Excerpt ->
* begin *
U.S. Officials Retool Slogan for Terror War by E Schmitt & T Shanker


http://www.nytimes.com/2005/07/26/politics/26strategy.html



New York Times, July 26, 2005
U.S. Officials Retool Slogan for Terror War
By ERIC SCHMITT and THOM SHANKER




WASHINGTON, July 25 - The Bush administration is retooling its slogan for the fight against Al Qaeda and other terrorist groups, pushing the idea that the long-term struggle is as much an ideological battle as a military mission, senior administration and military officials said Monday.

In recent speeches and news conferences, Defense Secretary Donald H. Rumsfeld and the nation's senior military officer have spoken of "a global struggle against violent extremism" rather than "the global war on terror," which had been the catchphrase of choice. Administration officials say that phrase may have outlived its usefulness, because it focused attention solely, and incorrectly, on the military campaign.
* end *
Set task A -> Please locate each line in the records that contains the string "armchair" and copy those lines.
Set task B -> Write the next part of the article on the terror war slogan, picking up right after its final sentence.
The article on the terror war slogan and the records come from unrelated sources.

Records provided ->
* begin *
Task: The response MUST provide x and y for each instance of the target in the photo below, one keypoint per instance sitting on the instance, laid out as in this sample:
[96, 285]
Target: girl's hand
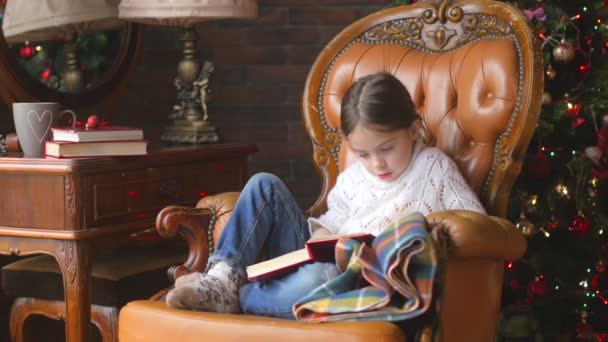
[319, 233]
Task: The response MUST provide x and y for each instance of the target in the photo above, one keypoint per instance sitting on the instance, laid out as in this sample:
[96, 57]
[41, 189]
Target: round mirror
[32, 71]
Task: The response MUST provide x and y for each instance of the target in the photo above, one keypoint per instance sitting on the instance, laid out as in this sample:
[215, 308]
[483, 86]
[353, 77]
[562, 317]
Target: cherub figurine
[202, 84]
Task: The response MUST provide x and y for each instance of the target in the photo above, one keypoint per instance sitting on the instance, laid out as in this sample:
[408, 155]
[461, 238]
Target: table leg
[75, 262]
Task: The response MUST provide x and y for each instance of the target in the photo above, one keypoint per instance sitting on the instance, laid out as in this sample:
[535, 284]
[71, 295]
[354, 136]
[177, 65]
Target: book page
[285, 262]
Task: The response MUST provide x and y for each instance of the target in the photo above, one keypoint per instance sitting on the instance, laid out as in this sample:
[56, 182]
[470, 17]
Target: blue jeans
[267, 217]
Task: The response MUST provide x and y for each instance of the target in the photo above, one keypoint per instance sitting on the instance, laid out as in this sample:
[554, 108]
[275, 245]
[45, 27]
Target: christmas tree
[559, 290]
[44, 60]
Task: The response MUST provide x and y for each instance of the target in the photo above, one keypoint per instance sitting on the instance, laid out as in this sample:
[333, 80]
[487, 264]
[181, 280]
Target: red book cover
[107, 133]
[65, 149]
[320, 250]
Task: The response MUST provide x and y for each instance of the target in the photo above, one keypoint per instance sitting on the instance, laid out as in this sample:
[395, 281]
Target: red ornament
[92, 122]
[595, 282]
[537, 289]
[580, 225]
[539, 166]
[27, 51]
[573, 110]
[600, 156]
[553, 224]
[45, 74]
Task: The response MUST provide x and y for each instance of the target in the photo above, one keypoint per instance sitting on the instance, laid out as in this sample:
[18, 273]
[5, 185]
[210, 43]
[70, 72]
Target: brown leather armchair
[475, 73]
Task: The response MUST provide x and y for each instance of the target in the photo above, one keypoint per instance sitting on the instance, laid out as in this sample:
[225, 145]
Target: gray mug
[33, 122]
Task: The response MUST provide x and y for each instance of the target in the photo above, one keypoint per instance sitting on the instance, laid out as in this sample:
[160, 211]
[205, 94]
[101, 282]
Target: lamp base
[190, 132]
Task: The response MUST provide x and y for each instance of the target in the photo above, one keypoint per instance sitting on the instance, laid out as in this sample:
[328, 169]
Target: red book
[66, 149]
[320, 250]
[107, 133]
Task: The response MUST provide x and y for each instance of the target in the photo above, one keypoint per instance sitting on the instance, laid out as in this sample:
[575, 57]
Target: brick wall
[261, 67]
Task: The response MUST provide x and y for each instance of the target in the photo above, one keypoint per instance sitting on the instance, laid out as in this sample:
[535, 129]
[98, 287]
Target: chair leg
[104, 317]
[106, 320]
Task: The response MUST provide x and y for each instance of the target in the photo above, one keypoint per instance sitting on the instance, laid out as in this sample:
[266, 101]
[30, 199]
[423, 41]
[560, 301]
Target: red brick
[303, 35]
[294, 93]
[302, 55]
[249, 55]
[272, 17]
[221, 36]
[237, 94]
[278, 73]
[328, 33]
[266, 36]
[227, 74]
[322, 16]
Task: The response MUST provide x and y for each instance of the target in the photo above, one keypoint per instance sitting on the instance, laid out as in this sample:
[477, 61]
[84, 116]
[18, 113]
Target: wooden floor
[42, 329]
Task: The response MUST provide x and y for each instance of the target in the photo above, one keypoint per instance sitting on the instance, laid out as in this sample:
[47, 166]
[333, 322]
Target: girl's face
[385, 154]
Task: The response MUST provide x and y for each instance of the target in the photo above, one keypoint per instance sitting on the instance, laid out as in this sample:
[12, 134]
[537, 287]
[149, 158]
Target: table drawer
[122, 197]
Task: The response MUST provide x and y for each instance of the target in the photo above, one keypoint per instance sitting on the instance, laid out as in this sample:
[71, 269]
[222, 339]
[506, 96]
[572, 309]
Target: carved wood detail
[441, 25]
[73, 199]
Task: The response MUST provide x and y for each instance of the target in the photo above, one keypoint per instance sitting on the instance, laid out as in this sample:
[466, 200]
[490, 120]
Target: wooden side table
[67, 207]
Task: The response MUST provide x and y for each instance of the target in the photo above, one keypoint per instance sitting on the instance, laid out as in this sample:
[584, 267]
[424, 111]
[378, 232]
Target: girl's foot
[216, 291]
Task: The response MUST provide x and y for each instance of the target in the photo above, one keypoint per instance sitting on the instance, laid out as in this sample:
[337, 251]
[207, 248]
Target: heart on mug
[40, 124]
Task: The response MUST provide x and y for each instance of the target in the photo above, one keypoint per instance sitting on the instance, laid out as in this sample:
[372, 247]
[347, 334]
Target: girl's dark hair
[379, 101]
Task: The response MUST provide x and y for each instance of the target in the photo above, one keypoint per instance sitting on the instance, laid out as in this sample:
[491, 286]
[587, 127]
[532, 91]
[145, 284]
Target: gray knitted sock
[216, 291]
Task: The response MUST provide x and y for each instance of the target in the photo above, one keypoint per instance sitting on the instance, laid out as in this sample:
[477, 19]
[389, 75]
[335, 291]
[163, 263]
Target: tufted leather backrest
[473, 69]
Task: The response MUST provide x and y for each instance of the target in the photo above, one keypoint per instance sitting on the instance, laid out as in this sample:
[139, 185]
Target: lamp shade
[37, 20]
[184, 12]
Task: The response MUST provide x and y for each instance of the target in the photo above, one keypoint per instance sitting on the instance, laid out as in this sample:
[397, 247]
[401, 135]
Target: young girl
[395, 174]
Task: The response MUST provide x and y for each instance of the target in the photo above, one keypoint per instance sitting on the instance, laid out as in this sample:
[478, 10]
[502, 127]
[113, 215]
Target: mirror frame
[17, 86]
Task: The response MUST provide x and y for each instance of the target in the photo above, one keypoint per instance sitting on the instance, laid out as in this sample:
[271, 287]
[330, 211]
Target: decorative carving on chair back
[473, 69]
[439, 28]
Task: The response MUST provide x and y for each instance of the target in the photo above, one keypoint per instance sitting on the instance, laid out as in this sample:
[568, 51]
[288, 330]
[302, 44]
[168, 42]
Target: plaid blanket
[391, 280]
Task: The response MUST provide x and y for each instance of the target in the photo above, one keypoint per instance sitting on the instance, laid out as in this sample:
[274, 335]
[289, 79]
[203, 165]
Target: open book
[319, 250]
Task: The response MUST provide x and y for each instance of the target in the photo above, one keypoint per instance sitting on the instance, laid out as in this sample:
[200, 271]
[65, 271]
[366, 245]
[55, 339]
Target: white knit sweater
[360, 202]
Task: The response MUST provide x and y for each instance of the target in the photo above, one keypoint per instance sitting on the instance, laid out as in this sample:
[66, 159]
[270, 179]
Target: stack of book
[79, 142]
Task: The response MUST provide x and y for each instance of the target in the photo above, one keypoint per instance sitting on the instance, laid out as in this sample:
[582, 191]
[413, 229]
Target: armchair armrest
[197, 226]
[472, 234]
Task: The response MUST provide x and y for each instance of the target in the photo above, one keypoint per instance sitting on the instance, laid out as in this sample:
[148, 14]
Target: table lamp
[190, 122]
[41, 20]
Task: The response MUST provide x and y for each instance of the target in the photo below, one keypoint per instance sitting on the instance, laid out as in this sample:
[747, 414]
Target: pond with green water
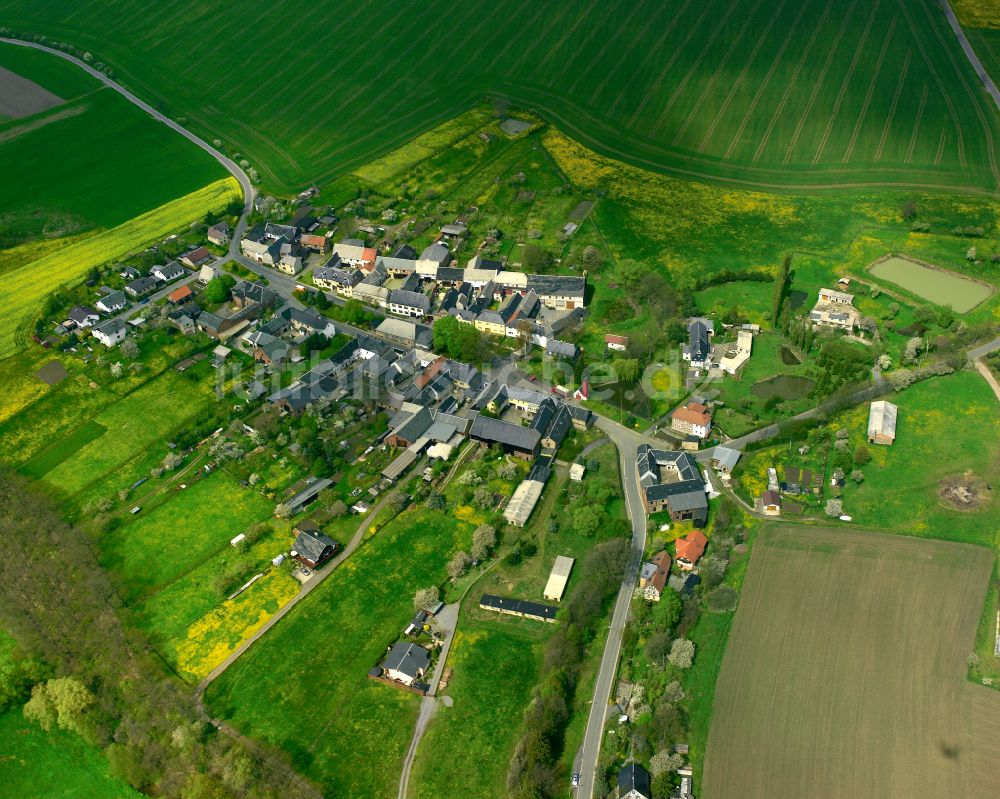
[936, 285]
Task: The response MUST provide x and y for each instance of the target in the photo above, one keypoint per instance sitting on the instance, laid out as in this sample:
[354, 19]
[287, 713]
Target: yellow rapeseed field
[216, 635]
[25, 288]
[977, 13]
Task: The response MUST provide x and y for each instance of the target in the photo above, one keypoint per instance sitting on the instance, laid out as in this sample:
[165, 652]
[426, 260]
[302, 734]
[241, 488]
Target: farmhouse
[518, 607]
[734, 359]
[180, 294]
[140, 287]
[671, 480]
[312, 547]
[524, 442]
[406, 663]
[196, 257]
[113, 302]
[111, 332]
[698, 350]
[693, 419]
[653, 576]
[523, 501]
[725, 459]
[84, 317]
[558, 578]
[218, 234]
[882, 422]
[770, 503]
[307, 494]
[633, 782]
[165, 273]
[834, 309]
[617, 343]
[690, 549]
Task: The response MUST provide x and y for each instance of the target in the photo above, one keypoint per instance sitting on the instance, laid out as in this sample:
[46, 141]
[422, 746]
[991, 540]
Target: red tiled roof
[691, 547]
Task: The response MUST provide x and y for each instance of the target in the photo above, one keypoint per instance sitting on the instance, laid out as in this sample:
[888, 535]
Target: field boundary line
[725, 61]
[655, 48]
[973, 96]
[293, 64]
[655, 87]
[624, 55]
[608, 41]
[743, 73]
[916, 124]
[818, 84]
[334, 111]
[551, 51]
[937, 80]
[792, 80]
[850, 75]
[870, 93]
[895, 103]
[682, 86]
[762, 86]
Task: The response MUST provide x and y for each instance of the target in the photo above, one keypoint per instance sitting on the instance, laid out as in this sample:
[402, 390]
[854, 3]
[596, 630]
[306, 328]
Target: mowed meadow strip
[26, 288]
[845, 671]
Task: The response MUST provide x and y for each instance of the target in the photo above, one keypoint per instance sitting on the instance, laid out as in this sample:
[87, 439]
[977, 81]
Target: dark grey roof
[409, 659]
[308, 493]
[518, 606]
[699, 346]
[513, 435]
[557, 285]
[436, 252]
[410, 299]
[254, 291]
[560, 425]
[633, 777]
[80, 313]
[405, 251]
[313, 545]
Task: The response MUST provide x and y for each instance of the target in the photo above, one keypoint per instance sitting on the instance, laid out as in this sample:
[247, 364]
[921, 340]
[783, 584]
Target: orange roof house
[690, 549]
[180, 294]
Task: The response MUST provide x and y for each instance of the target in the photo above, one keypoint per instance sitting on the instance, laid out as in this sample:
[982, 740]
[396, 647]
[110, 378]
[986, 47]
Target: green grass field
[772, 94]
[58, 451]
[133, 424]
[55, 765]
[303, 686]
[164, 543]
[845, 671]
[93, 162]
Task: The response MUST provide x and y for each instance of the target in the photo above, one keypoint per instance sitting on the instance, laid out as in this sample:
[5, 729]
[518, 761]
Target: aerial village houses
[312, 546]
[110, 332]
[688, 550]
[882, 422]
[406, 663]
[112, 302]
[555, 587]
[734, 359]
[698, 350]
[653, 576]
[671, 480]
[835, 309]
[692, 419]
[770, 503]
[518, 607]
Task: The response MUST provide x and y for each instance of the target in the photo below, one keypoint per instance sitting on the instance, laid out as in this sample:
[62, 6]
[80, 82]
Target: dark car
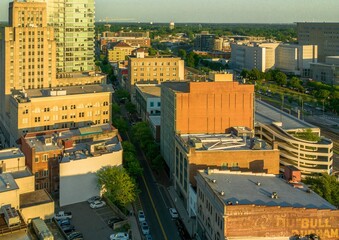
[75, 235]
[64, 222]
[68, 229]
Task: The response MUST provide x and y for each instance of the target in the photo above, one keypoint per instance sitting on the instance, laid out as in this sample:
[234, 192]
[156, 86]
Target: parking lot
[92, 223]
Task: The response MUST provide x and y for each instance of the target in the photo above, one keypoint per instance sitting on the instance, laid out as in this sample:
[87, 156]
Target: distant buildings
[327, 72]
[204, 41]
[322, 34]
[234, 205]
[155, 70]
[277, 127]
[254, 55]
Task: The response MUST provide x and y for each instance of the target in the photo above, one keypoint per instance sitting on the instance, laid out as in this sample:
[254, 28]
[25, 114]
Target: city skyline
[242, 11]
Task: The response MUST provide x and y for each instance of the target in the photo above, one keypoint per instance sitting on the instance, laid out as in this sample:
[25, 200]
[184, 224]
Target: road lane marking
[156, 212]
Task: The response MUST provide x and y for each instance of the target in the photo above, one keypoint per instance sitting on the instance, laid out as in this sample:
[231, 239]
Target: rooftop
[62, 91]
[222, 142]
[267, 114]
[34, 198]
[257, 189]
[7, 182]
[149, 90]
[10, 153]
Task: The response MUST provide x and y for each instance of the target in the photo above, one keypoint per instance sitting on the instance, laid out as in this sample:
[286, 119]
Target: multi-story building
[233, 205]
[202, 107]
[119, 52]
[322, 34]
[63, 159]
[67, 107]
[28, 51]
[279, 127]
[296, 59]
[253, 55]
[155, 70]
[204, 41]
[147, 98]
[73, 24]
[235, 151]
[327, 72]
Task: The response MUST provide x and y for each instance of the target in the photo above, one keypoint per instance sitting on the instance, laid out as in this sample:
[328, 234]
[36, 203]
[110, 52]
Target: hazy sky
[218, 11]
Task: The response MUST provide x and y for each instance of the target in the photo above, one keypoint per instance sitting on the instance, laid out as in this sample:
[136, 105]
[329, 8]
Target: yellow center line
[156, 213]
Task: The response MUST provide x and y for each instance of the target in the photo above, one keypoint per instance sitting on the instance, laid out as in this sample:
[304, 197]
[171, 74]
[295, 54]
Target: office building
[119, 52]
[28, 51]
[73, 24]
[327, 72]
[276, 126]
[204, 41]
[234, 151]
[154, 70]
[296, 59]
[253, 55]
[322, 34]
[233, 205]
[202, 107]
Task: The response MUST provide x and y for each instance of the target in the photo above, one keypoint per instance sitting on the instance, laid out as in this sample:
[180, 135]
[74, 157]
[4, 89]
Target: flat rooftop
[63, 91]
[267, 114]
[7, 183]
[221, 142]
[244, 189]
[10, 153]
[34, 198]
[149, 90]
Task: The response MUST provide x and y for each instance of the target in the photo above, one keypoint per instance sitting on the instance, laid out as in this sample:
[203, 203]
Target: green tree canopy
[119, 187]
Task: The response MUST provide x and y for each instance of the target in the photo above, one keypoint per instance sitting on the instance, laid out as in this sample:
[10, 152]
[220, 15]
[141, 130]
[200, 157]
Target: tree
[326, 186]
[280, 78]
[119, 187]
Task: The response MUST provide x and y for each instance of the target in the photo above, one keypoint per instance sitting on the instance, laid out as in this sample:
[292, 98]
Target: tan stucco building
[153, 70]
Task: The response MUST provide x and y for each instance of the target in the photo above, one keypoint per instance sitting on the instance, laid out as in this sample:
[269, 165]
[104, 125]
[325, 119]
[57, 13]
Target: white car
[97, 204]
[141, 216]
[174, 213]
[119, 236]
* end *
Exercise response A ->
Target: brown leather armchair
Target: armchair armrest

Exercise response B ->
Gen. Richard B. Myers, chairman of the Joint Chiefs of Staff, told the National Press Club on Monday that he had "objected to the use of the term 'war on terrorism' before, because if you call it a war, then you think of people in uniform as being the solution." He said the threat instead should be defined as violent extremists, with the recognition that "terror is the method they use."

Although the military is heavily engaged in the mission now, he said, future efforts require "all instruments of our national power, all instruments of the international communities' national power." The solution is "more diplomatic, more economic, more political than it is military," he concluded.

Administration and Pentagon officials say the revamped campaign has grown out of meetings of President Bush's senior national security advisers that began in January, and it reflects the evolution in Mr. Bush's own thinking nearly four years after the Sept. 11 attacks.

Mr. Rumsfeld spoke in the new terms on Friday when he addressed an audience in Annapolis, Md., for the retirement ceremony of Adm. Vern Clark as chief of naval operations. Mr. Rumsfeld described America's efforts as it "wages the global struggle against the enemies of freedom, the enemies of civilization."

The shifting language is one of the most public changes in the administration's strategy to battle Al Qaeda and its affiliates, and it tracks closely with Mr. Bush's recent speeches emphasizing freedom, democracy and the worldwide clash of ideas.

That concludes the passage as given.